* begin EXERCISE INPUT *

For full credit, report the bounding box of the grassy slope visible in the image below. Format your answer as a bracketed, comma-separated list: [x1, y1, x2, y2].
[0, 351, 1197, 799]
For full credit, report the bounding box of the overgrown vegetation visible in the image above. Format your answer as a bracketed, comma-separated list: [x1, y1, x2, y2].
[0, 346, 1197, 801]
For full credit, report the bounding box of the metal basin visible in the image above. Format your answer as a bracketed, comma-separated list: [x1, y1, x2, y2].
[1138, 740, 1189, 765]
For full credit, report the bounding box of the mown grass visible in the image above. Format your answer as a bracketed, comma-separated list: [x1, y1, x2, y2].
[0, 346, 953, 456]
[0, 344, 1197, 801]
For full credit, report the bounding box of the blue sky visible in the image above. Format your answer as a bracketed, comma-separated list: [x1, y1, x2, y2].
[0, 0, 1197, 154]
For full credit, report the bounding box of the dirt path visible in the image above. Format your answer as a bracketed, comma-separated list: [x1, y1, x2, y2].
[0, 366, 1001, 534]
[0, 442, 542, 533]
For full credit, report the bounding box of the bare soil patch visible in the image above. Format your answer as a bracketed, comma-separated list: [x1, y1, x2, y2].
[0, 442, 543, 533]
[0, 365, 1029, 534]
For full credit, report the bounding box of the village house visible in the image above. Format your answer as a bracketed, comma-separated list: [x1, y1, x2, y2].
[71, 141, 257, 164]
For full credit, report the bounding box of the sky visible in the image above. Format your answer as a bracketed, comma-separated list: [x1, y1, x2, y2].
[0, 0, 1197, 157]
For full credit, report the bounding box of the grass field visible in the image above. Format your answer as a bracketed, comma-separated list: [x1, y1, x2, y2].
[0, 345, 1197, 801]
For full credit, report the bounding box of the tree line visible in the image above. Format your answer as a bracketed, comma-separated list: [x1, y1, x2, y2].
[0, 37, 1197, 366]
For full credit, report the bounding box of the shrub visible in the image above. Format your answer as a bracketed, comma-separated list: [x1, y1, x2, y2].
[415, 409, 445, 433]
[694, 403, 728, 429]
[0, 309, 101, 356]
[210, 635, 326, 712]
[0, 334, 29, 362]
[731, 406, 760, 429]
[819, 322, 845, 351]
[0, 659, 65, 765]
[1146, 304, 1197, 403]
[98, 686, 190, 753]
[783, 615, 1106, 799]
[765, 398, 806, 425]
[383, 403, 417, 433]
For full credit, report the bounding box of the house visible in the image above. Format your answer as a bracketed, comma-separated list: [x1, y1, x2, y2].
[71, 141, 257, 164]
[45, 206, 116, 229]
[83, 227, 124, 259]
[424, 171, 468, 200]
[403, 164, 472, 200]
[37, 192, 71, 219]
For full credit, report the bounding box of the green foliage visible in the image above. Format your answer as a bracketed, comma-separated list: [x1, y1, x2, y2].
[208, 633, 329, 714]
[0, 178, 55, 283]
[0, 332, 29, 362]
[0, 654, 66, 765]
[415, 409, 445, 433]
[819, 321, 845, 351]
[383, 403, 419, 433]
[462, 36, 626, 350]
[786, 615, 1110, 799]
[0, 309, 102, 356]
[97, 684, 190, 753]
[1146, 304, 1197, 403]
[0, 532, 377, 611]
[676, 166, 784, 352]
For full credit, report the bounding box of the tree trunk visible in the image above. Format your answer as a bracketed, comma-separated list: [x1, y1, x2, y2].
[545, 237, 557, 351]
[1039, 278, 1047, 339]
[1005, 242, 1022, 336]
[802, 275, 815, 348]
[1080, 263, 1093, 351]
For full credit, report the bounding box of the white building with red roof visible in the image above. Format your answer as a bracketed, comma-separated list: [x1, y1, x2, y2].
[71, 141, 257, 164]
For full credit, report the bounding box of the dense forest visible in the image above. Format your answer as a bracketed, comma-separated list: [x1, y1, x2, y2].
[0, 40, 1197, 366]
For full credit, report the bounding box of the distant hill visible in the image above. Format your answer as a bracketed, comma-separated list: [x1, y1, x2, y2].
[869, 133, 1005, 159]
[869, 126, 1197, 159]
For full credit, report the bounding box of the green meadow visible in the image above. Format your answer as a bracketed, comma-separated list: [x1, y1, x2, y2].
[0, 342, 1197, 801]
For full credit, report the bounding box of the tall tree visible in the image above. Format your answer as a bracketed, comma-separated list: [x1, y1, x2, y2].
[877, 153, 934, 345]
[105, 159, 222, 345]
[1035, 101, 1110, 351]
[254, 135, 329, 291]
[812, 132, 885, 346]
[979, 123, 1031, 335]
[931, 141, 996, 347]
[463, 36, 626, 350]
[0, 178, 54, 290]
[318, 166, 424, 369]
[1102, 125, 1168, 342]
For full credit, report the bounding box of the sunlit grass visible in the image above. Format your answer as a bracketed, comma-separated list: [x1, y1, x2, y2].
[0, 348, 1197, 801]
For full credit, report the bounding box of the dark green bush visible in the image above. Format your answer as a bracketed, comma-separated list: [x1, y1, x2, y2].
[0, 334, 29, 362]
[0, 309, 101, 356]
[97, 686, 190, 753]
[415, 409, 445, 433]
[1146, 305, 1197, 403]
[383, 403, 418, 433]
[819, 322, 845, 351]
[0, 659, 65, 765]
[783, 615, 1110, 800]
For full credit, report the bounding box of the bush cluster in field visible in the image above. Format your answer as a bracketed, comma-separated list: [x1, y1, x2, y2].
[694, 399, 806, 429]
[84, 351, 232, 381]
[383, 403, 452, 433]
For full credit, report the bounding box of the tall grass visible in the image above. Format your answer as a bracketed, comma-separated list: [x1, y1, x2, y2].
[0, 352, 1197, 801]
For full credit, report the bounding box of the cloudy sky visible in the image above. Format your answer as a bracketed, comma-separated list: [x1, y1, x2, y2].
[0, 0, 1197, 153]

* end EXERCISE INPUT *

◆ REQUEST: Arrange all of the material above as a two-column CSV with the headers label_text and box. Give one row for each item, with its wording and its answer each in one quoted field, and turn any line breaks into spaces.

◆ OUTPUT OF THE TASK:
label_text,box
"For full credit, report the bounding box of the grassy slope visible in the image below. Format your answer as a bracketed, comma-separated list: [x1, y1, x2, y2].","[0, 351, 1197, 799]"
"For full credit, report the bounding box of the overgrown vegetation visible in the image above. Format your answer as a bracketed, comma-separated list: [x1, y1, x2, y2].","[0, 346, 1197, 801]"
"For full credit, report the bounding box of the metal basin visible in the image above. Format your answer as a bracketed, comma-separated list: [x1, y1, x2, y2].","[1138, 740, 1189, 765]"
"For full credit, report the bounding box of the mown grass visible in the image above. Format your answer as a bracketed, comma-separated list: [x1, y1, x2, y2].","[0, 346, 953, 456] [0, 344, 1197, 801]"
"For full credit, report the bounding box of the blue sky visible in the image above. Format your answer as a bracketed, comma-separated list: [x1, y1, x2, y2].","[0, 0, 1197, 154]"
"For full credit, report the bounding box of the dirt path visible in the image above. Format your answer as a bracketed, comma-separated list: [x1, y1, x2, y2].","[0, 366, 1001, 534] [0, 442, 542, 533]"
"For full credit, report the bounding box of the bare soil patch visible in the image above. Format your answer as a bracketed, comma-separated list: [x1, y1, x2, y2].","[0, 442, 543, 533] [0, 365, 1029, 534]"
"For full credit, report the bounding box of the village house visible in the image above. Format your answer as a bracketed, comma-separated list: [x1, y1, x2, y2].","[71, 141, 257, 164]"
"For full credit, report the bounding box of the sky visible in the image above. Format your answer as a bracketed, comma-separated list: [x1, y1, x2, y2].","[0, 0, 1197, 157]"
"For full credit, report the bounding box of the grass field visible in the image above. Format your answer as a bracketed, comma-separated list: [x1, y1, x2, y2].","[0, 345, 1197, 801]"
"For full credit, report the bounding box of the tree line visible in the image above. Format your answer as a bracketed, comma-separated list: [x1, y1, x2, y2].","[0, 37, 1197, 366]"
"For full credit, report the bounding box of the shrub visible in the image above. Format your answer as a bracketed, comma-separated list: [x1, y1, x2, y2].","[415, 409, 445, 433] [694, 403, 728, 429] [0, 309, 101, 356] [210, 635, 326, 712] [0, 334, 29, 362] [731, 406, 760, 429] [819, 322, 845, 351] [0, 659, 65, 765] [1146, 304, 1197, 403] [98, 686, 190, 753] [783, 615, 1106, 799] [765, 398, 806, 425] [383, 403, 417, 433]"
"For full credit, report the bounding box of the house visible in the image above. Format your answer as a bracketed, comma-separated list: [x1, y1, x2, y2].","[71, 141, 257, 164] [45, 206, 116, 229] [83, 227, 124, 259] [424, 171, 468, 200] [403, 164, 472, 200] [37, 192, 71, 219]"
"For full credit, report the bounding box of the green foliage visible in the image above. Format your answer as a bracketed, comma-separated list: [x1, y1, x2, y2].","[208, 633, 329, 714] [0, 178, 55, 283] [0, 332, 29, 362] [0, 654, 66, 765] [415, 409, 445, 433] [819, 321, 845, 351] [383, 403, 419, 433] [462, 36, 626, 350] [786, 615, 1110, 799] [0, 309, 102, 356] [97, 684, 190, 753] [1146, 304, 1197, 403] [0, 532, 377, 611] [676, 166, 784, 352]"
"For full credit, report the bounding box of the tree trunk visible in the image above. Format your answer as a bracketed, comma-separated list: [x1, y1, x2, y2].","[545, 237, 557, 351] [1039, 278, 1047, 339] [1005, 242, 1022, 336] [802, 275, 815, 348] [1080, 263, 1093, 351]"
"For full credit, report the bounding box of the white building with red roof visible in the image above. Format your answer as a bracketed, comma-separated list: [x1, y1, x2, y2].","[71, 141, 257, 164]"
"For full credit, report the bounding box of the dense forest visible in the image above. Format your answer as a bracketed, comma-separated list: [x1, y1, x2, y2].","[0, 40, 1197, 366]"
"For full credit, report the bounding box of the distant hill visible in the image above. Format your answer as a bracketed, comma-separated list: [x1, y1, x2, y2].","[869, 133, 1005, 159] [869, 126, 1197, 159]"
"For full credit, report the bounding box of the green meadow visible in the image above. Format your answer as a bracketed, comma-separated list: [x1, y1, x2, y2].","[0, 342, 1197, 801]"
"For full credit, report the bounding box of the tall tree visible in the image above. Format your answer as a bracketed, comma-separated list: [x1, y1, x2, y2].","[877, 153, 934, 345] [105, 159, 222, 345] [1035, 101, 1110, 351] [254, 135, 329, 291] [812, 132, 885, 346] [979, 123, 1031, 335] [931, 141, 996, 347] [463, 36, 626, 350] [0, 178, 54, 290] [318, 166, 424, 369] [1102, 125, 1168, 342]"
"For full credit, report the bounding box of the sunlit grass visible in the image above. Format your answer as a bracketed, comma-separated list: [x1, y1, x2, y2].","[0, 348, 1197, 801]"
"For full credit, report the bounding box of the dark green bush visible in the image above. Format your answer as a bracketed, comma-separated list: [x1, y1, x2, y2].","[0, 334, 29, 362] [0, 309, 101, 356] [97, 686, 190, 753] [415, 409, 445, 433] [1146, 305, 1197, 403] [383, 403, 418, 433] [819, 322, 845, 351] [0, 659, 65, 765] [783, 615, 1110, 800]"
"For full credit, report the bounding box of the bush cluster in field visible in the image above. Format your answer as a bracketed, comma-separated list: [x1, y1, x2, y2].","[694, 399, 806, 429] [84, 351, 232, 381] [383, 403, 452, 433]"
"For full credit, report the bounding box of the tall grass visible in the image above. Format your answer as a bracketed, comma-separated list: [x1, y1, x2, y2].","[0, 352, 1197, 801]"
"For full credit, report the bounding box of the cloudy sky visible in the image above. Format your answer as a bracketed, comma-separated list: [x1, y1, x2, y2].","[0, 0, 1197, 153]"